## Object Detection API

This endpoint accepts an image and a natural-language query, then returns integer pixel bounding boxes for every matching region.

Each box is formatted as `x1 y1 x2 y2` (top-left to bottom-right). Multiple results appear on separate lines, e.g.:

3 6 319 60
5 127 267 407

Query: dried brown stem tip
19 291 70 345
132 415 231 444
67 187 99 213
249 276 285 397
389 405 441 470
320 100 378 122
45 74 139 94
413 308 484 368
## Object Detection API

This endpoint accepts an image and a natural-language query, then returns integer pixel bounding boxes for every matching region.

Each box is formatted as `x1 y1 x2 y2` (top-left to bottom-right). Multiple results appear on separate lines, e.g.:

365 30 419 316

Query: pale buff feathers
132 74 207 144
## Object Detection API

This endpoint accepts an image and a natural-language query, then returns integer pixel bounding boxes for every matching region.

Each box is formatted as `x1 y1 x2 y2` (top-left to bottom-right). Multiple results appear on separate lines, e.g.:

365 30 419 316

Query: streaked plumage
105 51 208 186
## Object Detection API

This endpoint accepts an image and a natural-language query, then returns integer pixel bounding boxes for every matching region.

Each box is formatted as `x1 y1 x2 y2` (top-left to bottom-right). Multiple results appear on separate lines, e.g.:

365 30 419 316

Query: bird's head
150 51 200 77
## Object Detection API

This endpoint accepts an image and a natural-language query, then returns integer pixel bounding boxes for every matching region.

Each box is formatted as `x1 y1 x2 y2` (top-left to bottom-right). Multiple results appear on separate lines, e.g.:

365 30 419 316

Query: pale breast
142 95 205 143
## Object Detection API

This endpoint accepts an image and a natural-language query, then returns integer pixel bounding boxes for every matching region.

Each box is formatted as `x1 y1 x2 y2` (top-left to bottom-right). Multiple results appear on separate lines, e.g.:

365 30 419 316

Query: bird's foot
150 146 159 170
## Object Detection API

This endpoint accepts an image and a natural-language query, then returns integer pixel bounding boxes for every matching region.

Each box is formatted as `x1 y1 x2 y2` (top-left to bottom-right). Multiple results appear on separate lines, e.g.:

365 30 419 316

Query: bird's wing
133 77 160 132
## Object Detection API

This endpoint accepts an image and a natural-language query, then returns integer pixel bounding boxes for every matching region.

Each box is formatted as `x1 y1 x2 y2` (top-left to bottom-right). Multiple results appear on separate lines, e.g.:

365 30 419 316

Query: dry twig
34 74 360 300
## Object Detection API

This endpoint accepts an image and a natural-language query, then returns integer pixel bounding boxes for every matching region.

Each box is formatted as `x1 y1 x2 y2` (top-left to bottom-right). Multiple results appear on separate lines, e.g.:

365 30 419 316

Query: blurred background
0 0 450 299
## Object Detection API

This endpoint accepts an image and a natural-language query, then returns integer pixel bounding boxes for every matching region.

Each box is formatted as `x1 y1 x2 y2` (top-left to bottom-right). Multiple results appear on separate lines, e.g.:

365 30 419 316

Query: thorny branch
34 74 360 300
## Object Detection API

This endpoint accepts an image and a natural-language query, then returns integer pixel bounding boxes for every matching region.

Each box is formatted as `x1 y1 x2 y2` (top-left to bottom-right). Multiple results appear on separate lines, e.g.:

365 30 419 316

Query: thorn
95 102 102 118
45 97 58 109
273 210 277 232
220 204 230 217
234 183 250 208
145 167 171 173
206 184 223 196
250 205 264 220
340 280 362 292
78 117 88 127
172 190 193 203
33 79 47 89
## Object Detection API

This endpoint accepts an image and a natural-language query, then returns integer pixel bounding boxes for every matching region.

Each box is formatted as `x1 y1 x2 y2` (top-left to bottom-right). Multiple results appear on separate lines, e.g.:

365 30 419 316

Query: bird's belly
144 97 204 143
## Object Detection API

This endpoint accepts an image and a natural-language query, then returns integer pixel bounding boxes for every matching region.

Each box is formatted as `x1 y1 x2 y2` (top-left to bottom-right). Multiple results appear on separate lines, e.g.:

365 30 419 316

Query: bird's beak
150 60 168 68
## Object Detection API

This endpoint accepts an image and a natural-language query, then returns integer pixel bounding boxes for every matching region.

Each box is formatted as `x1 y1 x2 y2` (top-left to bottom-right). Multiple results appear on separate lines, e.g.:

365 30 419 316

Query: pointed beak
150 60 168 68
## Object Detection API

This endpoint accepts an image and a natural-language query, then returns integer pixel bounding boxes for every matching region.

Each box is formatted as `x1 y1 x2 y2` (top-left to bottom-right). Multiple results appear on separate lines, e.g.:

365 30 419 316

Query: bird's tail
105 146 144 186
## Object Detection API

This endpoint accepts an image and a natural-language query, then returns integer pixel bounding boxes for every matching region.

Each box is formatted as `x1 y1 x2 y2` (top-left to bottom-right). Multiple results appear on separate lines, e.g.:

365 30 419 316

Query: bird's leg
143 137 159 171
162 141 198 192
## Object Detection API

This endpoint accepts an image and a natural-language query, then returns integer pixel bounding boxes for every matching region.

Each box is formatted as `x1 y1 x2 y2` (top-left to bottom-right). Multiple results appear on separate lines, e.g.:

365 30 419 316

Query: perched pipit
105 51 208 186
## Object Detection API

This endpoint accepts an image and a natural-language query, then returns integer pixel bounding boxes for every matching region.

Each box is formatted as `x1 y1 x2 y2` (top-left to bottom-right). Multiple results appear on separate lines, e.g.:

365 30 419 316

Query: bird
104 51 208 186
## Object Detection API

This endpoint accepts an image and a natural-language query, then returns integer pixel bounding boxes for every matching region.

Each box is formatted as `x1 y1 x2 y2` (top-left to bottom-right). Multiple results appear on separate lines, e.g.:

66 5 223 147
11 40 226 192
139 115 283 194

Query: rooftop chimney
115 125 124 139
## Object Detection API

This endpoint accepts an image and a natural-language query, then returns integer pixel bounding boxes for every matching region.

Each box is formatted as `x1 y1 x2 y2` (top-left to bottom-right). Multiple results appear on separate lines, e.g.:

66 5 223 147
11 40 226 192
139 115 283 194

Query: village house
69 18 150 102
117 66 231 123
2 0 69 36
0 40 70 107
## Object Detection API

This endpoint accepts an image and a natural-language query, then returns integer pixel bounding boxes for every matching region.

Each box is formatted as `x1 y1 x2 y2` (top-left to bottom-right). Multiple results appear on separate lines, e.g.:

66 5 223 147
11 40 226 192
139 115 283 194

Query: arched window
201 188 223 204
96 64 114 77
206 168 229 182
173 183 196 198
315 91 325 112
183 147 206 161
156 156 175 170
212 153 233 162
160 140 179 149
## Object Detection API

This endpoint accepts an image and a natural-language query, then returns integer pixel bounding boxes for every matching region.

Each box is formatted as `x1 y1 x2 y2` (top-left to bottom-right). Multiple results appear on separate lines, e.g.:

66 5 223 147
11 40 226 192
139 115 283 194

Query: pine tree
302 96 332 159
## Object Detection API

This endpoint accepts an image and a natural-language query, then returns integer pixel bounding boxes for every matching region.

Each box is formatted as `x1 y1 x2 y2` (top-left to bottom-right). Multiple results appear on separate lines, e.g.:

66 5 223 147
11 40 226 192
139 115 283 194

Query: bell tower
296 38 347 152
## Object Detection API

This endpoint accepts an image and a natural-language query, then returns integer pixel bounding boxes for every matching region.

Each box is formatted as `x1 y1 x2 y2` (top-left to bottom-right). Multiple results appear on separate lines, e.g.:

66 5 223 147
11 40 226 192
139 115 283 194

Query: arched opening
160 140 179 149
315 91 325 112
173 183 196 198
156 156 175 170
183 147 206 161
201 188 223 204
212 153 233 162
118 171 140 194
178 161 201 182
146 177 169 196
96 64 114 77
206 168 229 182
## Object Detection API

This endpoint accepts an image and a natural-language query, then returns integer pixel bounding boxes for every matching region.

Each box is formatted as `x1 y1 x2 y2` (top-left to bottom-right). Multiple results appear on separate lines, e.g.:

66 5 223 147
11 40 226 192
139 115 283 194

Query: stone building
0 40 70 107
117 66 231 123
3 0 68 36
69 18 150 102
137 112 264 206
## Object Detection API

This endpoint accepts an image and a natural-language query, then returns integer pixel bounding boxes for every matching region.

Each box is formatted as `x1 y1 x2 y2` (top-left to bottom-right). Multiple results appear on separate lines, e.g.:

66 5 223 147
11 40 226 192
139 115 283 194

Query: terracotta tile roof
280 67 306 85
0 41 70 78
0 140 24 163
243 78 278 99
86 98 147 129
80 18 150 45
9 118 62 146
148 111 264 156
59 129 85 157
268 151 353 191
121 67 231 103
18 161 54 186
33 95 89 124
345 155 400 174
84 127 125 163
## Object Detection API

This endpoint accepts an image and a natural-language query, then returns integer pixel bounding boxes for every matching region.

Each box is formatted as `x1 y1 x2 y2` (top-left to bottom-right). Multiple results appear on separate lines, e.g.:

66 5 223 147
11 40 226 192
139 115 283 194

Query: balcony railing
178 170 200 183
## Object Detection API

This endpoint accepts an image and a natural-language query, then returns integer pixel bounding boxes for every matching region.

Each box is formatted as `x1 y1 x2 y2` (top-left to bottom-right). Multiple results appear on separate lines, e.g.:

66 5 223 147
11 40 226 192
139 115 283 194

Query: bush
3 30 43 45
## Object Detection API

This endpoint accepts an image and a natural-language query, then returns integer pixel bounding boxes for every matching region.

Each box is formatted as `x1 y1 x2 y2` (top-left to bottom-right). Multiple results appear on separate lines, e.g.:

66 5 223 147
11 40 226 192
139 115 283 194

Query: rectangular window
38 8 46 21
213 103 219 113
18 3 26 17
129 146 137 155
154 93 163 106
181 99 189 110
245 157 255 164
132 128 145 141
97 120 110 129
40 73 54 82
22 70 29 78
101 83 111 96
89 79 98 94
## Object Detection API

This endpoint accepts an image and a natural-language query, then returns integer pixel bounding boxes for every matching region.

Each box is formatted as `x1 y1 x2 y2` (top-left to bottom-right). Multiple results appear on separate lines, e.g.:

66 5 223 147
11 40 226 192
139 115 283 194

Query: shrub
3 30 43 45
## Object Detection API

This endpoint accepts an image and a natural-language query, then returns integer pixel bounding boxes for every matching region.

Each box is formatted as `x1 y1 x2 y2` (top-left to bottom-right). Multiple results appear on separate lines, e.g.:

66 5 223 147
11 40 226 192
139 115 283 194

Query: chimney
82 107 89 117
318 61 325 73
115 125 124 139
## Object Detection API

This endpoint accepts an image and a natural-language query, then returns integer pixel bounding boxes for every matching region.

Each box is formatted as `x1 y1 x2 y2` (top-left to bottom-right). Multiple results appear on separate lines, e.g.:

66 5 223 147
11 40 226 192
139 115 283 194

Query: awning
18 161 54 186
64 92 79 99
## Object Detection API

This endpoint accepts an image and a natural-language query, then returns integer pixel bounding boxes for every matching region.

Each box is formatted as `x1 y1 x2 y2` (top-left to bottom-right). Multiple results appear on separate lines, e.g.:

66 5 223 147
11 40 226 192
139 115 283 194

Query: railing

## WRITTEN REQUEST
Which lines in the items above contain the word "pale"? Collect every such line; case counts.

## CORRECT ANSWER
Query: pale buff feathers
Query: pale breast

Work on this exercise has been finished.